Records —
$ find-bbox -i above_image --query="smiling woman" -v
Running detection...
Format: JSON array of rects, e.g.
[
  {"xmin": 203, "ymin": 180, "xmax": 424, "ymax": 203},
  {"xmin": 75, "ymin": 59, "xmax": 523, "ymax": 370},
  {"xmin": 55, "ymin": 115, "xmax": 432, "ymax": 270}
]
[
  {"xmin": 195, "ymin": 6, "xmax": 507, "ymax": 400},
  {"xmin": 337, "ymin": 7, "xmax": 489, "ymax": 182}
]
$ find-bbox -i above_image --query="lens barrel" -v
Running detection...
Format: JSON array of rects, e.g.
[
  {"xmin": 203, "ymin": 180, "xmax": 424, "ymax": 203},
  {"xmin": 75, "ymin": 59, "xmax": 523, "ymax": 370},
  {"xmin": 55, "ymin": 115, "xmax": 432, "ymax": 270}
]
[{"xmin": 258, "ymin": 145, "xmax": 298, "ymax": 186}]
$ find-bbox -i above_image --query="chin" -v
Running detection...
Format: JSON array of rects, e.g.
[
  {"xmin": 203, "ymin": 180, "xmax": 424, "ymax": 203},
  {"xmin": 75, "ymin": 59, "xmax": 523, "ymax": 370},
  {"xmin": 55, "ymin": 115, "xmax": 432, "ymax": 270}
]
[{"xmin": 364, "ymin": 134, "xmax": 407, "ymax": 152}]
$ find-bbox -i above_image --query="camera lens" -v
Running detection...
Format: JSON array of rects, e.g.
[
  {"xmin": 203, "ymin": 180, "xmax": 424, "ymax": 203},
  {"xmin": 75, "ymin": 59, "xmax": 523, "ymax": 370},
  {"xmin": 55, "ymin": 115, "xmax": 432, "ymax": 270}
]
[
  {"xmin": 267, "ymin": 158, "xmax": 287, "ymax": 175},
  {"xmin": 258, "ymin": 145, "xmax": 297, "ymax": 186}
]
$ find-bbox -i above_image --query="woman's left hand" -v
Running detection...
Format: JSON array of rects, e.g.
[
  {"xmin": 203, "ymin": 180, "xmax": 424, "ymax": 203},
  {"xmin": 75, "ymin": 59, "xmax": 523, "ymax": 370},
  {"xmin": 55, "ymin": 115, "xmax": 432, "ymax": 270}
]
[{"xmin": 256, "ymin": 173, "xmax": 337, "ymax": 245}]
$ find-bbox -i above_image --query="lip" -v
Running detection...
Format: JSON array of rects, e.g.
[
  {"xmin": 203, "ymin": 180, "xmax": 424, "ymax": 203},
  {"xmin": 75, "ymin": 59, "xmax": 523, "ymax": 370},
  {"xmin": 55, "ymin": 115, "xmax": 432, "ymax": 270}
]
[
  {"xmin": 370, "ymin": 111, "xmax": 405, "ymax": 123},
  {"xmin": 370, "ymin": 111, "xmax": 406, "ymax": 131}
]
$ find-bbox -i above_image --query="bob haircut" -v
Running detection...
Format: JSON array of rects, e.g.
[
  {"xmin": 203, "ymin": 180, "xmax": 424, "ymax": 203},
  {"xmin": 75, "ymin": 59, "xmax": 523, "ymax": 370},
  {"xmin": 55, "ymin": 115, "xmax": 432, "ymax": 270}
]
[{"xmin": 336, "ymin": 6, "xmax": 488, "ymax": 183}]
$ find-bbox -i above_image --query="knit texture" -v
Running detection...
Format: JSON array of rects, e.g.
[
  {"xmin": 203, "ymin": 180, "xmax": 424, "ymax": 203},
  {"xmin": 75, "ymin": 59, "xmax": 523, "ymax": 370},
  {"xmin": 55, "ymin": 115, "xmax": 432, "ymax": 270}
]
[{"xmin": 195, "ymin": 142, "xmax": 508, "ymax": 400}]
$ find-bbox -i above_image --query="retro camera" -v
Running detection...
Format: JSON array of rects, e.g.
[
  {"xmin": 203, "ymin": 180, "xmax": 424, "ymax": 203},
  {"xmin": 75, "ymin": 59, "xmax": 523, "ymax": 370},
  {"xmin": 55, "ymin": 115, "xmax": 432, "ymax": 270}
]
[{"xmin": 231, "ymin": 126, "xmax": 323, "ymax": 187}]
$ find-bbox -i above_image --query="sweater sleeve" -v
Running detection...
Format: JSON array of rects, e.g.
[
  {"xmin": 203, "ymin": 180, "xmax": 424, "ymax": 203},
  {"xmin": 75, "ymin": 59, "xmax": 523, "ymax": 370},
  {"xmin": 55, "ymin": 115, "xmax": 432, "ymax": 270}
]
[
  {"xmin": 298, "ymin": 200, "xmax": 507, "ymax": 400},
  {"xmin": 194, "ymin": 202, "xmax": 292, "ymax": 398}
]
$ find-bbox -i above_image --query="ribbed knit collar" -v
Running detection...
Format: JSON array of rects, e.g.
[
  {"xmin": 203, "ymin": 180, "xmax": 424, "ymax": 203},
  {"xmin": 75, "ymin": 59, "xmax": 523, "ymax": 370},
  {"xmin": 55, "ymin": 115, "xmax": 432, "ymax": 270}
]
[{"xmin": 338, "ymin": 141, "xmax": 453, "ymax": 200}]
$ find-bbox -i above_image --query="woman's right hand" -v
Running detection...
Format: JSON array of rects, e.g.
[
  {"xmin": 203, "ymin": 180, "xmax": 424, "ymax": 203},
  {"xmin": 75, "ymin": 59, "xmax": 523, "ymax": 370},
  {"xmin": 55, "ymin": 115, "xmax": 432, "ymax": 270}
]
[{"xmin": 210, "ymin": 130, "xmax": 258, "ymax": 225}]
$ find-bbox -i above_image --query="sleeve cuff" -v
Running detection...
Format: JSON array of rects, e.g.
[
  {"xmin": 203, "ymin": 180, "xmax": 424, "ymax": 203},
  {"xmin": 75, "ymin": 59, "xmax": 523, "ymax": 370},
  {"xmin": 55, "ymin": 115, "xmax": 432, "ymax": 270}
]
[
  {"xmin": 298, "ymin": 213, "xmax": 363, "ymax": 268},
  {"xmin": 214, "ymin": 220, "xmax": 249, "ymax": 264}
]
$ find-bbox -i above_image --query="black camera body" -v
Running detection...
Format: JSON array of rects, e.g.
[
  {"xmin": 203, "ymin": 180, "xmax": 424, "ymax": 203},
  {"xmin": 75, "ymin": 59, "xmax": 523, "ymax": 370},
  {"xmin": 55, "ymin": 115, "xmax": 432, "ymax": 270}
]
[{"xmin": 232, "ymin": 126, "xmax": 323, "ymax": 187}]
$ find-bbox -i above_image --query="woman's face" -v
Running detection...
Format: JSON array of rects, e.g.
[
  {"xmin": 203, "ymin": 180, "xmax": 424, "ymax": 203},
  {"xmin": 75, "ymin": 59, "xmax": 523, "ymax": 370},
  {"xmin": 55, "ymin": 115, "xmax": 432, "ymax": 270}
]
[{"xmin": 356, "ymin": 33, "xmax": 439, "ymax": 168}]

Try it — All of the entries above need to be output again exactly.

Problem solution —
$ find-bbox -i above_image --query="smiling woman" -v
Running detection...
Format: JSON array of rects, e.g.
[
  {"xmin": 203, "ymin": 180, "xmax": 424, "ymax": 203},
  {"xmin": 75, "ymin": 59, "xmax": 523, "ymax": 370},
  {"xmin": 55, "ymin": 115, "xmax": 432, "ymax": 270}
]
[
  {"xmin": 195, "ymin": 6, "xmax": 507, "ymax": 400},
  {"xmin": 337, "ymin": 7, "xmax": 489, "ymax": 182}
]
$ find-bbox -i above_image --query="lens barrel" -v
Running detection...
Format: JSON array of rects, e.g.
[
  {"xmin": 203, "ymin": 180, "xmax": 424, "ymax": 203},
  {"xmin": 75, "ymin": 59, "xmax": 523, "ymax": 370},
  {"xmin": 55, "ymin": 115, "xmax": 432, "ymax": 270}
]
[{"xmin": 258, "ymin": 145, "xmax": 298, "ymax": 186}]
$ find-bbox -i above_image --query="chin" -v
Running detection...
Format: JSON array of rects, e.g.
[
  {"xmin": 203, "ymin": 180, "xmax": 424, "ymax": 203},
  {"xmin": 75, "ymin": 59, "xmax": 523, "ymax": 370},
  {"xmin": 55, "ymin": 115, "xmax": 432, "ymax": 270}
]
[{"xmin": 364, "ymin": 134, "xmax": 407, "ymax": 152}]
$ find-bbox -i above_image --query="camera lens" -v
Running detection...
Format: JSON array of rects, e.g.
[
  {"xmin": 203, "ymin": 180, "xmax": 424, "ymax": 203},
  {"xmin": 75, "ymin": 59, "xmax": 523, "ymax": 370},
  {"xmin": 55, "ymin": 115, "xmax": 432, "ymax": 270}
]
[
  {"xmin": 267, "ymin": 158, "xmax": 287, "ymax": 175},
  {"xmin": 258, "ymin": 145, "xmax": 297, "ymax": 186}
]
$ find-bbox -i above_image --query="woman's left hand" -v
Running detection...
Format: JSON array of rects, e.g.
[
  {"xmin": 203, "ymin": 180, "xmax": 424, "ymax": 203},
  {"xmin": 75, "ymin": 59, "xmax": 523, "ymax": 370},
  {"xmin": 55, "ymin": 115, "xmax": 432, "ymax": 270}
]
[{"xmin": 256, "ymin": 173, "xmax": 337, "ymax": 245}]
$ find-bbox -i above_image --query="lip" -v
Running detection...
Format: JSON array of rects, e.g.
[
  {"xmin": 203, "ymin": 180, "xmax": 424, "ymax": 203},
  {"xmin": 75, "ymin": 59, "xmax": 523, "ymax": 370},
  {"xmin": 55, "ymin": 115, "xmax": 432, "ymax": 270}
]
[
  {"xmin": 370, "ymin": 111, "xmax": 405, "ymax": 123},
  {"xmin": 370, "ymin": 111, "xmax": 406, "ymax": 131}
]
$ find-bbox -i above_image --query="bob haircut" -v
Running detection...
Format: JSON array of rects, e.g.
[
  {"xmin": 203, "ymin": 180, "xmax": 424, "ymax": 203},
  {"xmin": 75, "ymin": 59, "xmax": 523, "ymax": 370},
  {"xmin": 55, "ymin": 115, "xmax": 432, "ymax": 270}
]
[{"xmin": 336, "ymin": 6, "xmax": 488, "ymax": 183}]
$ find-bbox -i above_image --query="knit texture" -v
Running detection...
Format: JSON array of rects, e.g.
[
  {"xmin": 203, "ymin": 180, "xmax": 424, "ymax": 203},
  {"xmin": 75, "ymin": 59, "xmax": 523, "ymax": 370},
  {"xmin": 55, "ymin": 115, "xmax": 432, "ymax": 270}
]
[{"xmin": 195, "ymin": 142, "xmax": 508, "ymax": 400}]
$ find-bbox -i above_image --query="retro camera" -v
Running detection...
Format: JSON array of rects, e.g.
[
  {"xmin": 203, "ymin": 180, "xmax": 424, "ymax": 203},
  {"xmin": 75, "ymin": 59, "xmax": 523, "ymax": 370},
  {"xmin": 55, "ymin": 115, "xmax": 432, "ymax": 270}
]
[{"xmin": 231, "ymin": 126, "xmax": 323, "ymax": 187}]
$ find-bbox -i above_image --query="sweater sleeve" -v
Running detection...
Format: JSON array of rects, e.g.
[
  {"xmin": 203, "ymin": 180, "xmax": 424, "ymax": 203},
  {"xmin": 75, "ymin": 59, "xmax": 523, "ymax": 370},
  {"xmin": 55, "ymin": 115, "xmax": 432, "ymax": 270}
]
[
  {"xmin": 298, "ymin": 200, "xmax": 507, "ymax": 400},
  {"xmin": 194, "ymin": 202, "xmax": 292, "ymax": 398}
]
$ find-bbox -i above_image --query="ribbed knit collar" -v
Running detection...
Format: JSON array of rects, e.g.
[
  {"xmin": 203, "ymin": 180, "xmax": 424, "ymax": 203},
  {"xmin": 75, "ymin": 59, "xmax": 523, "ymax": 370},
  {"xmin": 55, "ymin": 115, "xmax": 432, "ymax": 270}
]
[{"xmin": 338, "ymin": 141, "xmax": 453, "ymax": 200}]
$ find-bbox -i above_image --query="woman's right hand" -v
Running detection...
Format: JSON array of rects, e.g.
[
  {"xmin": 203, "ymin": 180, "xmax": 424, "ymax": 203},
  {"xmin": 75, "ymin": 59, "xmax": 523, "ymax": 370},
  {"xmin": 55, "ymin": 115, "xmax": 432, "ymax": 270}
]
[{"xmin": 210, "ymin": 130, "xmax": 258, "ymax": 225}]
$ find-bbox -i above_image --query="sleeve cuff" -v
Running detection...
Format: JSON array of rects, e.g.
[
  {"xmin": 203, "ymin": 180, "xmax": 424, "ymax": 203},
  {"xmin": 75, "ymin": 59, "xmax": 523, "ymax": 370},
  {"xmin": 55, "ymin": 115, "xmax": 432, "ymax": 270}
]
[
  {"xmin": 298, "ymin": 213, "xmax": 363, "ymax": 268},
  {"xmin": 214, "ymin": 220, "xmax": 249, "ymax": 264}
]
$ find-bbox -i above_image --query="black camera body" -v
Running detection...
Format: JSON array of rects, e.g.
[
  {"xmin": 203, "ymin": 180, "xmax": 424, "ymax": 203},
  {"xmin": 75, "ymin": 59, "xmax": 523, "ymax": 370},
  {"xmin": 55, "ymin": 115, "xmax": 432, "ymax": 270}
]
[{"xmin": 232, "ymin": 126, "xmax": 323, "ymax": 187}]
$ find-bbox -i above_image --query="woman's face" -v
Running detection...
Format: JSON array of rects, e.g.
[
  {"xmin": 203, "ymin": 180, "xmax": 424, "ymax": 203},
  {"xmin": 75, "ymin": 59, "xmax": 523, "ymax": 370},
  {"xmin": 55, "ymin": 115, "xmax": 432, "ymax": 270}
]
[{"xmin": 356, "ymin": 33, "xmax": 439, "ymax": 168}]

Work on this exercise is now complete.